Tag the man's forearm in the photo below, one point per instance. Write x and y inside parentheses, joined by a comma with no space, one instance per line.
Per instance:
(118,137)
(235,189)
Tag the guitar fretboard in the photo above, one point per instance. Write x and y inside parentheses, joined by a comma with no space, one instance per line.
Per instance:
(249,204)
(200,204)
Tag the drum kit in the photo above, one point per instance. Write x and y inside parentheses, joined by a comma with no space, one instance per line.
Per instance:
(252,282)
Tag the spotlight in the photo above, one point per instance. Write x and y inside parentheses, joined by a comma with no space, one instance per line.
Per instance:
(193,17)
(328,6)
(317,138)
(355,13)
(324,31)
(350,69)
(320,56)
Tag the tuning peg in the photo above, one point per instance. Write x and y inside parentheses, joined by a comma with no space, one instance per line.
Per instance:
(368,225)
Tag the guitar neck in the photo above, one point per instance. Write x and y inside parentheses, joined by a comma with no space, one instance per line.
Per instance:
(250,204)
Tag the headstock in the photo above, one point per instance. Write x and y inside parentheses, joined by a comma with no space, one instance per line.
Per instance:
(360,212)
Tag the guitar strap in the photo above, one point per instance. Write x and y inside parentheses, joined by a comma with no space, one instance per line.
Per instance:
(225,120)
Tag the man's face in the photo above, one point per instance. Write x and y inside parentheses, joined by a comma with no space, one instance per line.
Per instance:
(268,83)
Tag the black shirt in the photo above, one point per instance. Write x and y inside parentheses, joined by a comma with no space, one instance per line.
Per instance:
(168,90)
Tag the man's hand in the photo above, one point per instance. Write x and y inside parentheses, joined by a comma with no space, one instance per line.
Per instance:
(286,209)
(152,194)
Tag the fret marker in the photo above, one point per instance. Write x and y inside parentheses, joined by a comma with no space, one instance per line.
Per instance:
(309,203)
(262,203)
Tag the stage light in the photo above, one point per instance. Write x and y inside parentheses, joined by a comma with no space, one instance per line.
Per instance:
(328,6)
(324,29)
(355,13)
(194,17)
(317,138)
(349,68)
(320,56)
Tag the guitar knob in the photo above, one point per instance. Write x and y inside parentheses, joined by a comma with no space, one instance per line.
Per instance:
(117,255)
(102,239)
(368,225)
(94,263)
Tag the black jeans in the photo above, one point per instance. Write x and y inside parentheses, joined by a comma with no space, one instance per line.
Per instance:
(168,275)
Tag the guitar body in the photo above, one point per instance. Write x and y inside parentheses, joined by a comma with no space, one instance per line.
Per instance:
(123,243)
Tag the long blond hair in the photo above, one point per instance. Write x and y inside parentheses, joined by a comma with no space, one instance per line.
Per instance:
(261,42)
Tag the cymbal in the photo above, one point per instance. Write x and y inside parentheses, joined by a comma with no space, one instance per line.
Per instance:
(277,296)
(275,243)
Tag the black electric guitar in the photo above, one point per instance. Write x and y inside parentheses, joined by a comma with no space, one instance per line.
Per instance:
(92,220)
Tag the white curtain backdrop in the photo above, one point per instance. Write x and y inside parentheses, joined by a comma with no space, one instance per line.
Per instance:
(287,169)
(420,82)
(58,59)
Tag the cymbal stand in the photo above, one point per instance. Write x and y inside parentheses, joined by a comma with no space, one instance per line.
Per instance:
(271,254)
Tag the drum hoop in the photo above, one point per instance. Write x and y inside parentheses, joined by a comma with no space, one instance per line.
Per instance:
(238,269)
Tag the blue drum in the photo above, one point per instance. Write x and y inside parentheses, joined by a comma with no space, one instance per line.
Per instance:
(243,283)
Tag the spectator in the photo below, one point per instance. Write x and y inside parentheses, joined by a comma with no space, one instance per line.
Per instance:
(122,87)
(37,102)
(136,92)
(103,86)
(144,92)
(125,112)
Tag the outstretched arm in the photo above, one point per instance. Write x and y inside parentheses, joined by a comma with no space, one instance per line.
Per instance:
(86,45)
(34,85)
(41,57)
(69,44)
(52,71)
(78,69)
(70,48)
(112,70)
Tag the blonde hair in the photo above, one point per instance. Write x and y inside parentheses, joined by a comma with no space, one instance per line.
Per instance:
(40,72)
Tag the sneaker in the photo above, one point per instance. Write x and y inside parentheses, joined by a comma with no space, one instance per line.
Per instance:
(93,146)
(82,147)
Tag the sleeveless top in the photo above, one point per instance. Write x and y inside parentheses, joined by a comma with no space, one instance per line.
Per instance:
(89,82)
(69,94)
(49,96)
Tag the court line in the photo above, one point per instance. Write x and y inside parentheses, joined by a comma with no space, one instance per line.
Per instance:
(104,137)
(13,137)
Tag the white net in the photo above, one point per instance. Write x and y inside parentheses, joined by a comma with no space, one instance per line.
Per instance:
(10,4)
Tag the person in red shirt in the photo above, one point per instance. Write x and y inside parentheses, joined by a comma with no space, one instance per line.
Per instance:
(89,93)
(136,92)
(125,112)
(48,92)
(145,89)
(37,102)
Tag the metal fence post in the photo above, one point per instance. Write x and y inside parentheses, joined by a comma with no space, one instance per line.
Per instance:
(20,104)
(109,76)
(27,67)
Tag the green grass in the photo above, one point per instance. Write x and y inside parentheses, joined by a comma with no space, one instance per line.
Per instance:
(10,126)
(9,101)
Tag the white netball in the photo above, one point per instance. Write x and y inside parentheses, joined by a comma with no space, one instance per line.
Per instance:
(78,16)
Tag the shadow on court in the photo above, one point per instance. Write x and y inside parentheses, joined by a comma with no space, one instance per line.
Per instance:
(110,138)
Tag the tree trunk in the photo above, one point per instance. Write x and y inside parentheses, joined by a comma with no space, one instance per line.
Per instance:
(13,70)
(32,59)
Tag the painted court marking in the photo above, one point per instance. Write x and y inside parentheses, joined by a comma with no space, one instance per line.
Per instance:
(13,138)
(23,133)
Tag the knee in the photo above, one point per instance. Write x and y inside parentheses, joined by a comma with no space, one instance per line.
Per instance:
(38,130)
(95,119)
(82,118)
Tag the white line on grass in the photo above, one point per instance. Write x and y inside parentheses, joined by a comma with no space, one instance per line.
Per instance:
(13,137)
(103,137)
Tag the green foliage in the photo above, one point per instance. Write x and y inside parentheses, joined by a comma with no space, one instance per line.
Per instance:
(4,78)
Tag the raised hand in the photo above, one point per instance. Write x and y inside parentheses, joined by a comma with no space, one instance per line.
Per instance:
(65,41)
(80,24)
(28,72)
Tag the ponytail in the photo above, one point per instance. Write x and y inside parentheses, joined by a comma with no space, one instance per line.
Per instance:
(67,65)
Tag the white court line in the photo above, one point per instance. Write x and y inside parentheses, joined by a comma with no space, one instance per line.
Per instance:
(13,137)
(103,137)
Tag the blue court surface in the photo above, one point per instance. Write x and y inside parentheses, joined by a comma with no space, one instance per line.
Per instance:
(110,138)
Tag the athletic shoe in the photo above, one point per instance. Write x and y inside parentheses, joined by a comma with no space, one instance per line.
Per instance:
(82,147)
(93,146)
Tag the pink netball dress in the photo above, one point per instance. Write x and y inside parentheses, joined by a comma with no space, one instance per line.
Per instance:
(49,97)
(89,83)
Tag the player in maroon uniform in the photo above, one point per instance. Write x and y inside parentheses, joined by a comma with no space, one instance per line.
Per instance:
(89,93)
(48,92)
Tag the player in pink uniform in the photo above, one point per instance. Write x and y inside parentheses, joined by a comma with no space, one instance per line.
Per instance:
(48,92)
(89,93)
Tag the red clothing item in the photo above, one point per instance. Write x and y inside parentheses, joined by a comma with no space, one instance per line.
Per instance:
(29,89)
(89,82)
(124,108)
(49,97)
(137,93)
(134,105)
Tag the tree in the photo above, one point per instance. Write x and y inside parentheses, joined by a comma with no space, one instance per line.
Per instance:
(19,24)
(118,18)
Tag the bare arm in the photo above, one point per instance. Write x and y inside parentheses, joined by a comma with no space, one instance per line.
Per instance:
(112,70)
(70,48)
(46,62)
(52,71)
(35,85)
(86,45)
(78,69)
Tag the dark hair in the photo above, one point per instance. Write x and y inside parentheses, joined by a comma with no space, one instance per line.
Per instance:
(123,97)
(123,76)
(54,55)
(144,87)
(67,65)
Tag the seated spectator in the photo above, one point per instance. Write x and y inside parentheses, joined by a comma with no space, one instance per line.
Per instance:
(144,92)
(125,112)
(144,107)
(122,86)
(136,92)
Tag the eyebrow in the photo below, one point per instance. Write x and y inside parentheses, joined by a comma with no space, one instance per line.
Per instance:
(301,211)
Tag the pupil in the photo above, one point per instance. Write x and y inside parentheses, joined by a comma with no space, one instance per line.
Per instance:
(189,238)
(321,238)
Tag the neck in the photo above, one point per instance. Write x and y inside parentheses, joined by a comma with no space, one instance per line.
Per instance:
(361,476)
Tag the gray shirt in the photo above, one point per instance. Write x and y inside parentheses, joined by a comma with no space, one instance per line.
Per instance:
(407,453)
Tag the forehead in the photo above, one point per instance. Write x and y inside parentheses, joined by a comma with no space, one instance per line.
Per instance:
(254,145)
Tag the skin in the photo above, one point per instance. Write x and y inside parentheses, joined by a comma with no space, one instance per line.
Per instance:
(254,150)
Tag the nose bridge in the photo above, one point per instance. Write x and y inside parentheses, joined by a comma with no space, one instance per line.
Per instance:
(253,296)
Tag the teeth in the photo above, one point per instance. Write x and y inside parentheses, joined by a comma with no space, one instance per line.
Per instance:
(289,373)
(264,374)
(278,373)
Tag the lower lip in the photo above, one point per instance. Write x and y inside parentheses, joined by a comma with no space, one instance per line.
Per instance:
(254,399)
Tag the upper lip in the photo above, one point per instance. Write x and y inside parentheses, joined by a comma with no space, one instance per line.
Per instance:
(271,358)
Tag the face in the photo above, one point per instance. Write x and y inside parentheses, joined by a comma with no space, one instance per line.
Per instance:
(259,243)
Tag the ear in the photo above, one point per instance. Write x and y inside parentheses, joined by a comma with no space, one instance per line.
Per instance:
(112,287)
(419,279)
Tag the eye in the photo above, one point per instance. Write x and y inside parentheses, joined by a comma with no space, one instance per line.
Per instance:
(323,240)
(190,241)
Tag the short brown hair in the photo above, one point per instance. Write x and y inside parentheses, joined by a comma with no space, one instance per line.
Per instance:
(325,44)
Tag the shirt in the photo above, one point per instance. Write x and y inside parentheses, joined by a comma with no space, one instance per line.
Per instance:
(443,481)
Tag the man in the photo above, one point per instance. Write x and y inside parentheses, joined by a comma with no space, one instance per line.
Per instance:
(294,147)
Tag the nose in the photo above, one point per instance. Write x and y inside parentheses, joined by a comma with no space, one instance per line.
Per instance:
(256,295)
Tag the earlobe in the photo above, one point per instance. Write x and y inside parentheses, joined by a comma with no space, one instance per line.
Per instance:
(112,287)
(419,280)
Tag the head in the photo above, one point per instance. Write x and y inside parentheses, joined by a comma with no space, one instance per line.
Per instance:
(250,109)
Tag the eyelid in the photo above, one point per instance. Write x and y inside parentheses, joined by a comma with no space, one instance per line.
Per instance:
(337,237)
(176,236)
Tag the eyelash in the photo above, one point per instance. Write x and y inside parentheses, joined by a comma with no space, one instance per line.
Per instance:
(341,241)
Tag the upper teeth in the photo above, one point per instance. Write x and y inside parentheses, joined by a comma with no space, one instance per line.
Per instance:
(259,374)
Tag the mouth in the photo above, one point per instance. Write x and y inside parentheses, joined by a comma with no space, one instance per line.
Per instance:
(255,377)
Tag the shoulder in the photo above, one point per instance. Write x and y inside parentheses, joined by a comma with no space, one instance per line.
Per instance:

=== EXERCISE PROMPT ===
Go through the listing, and whenever a line contains the string "below", copy that line.

=== RESPONSE ===
Tag the man's forearm in the photo below, one point per instance. Write x and y inside parentheses, joined by a comma with no space, one instance per line.
Tag the spectator in the photo below, one point per instance. Write x and y inside parentheses, joined by a comma with no space, one instance per line.
Tag the eyebrow in the photo below, one point per instance. Write x and y inside parentheses, joined by a comma with no space, one instance per line.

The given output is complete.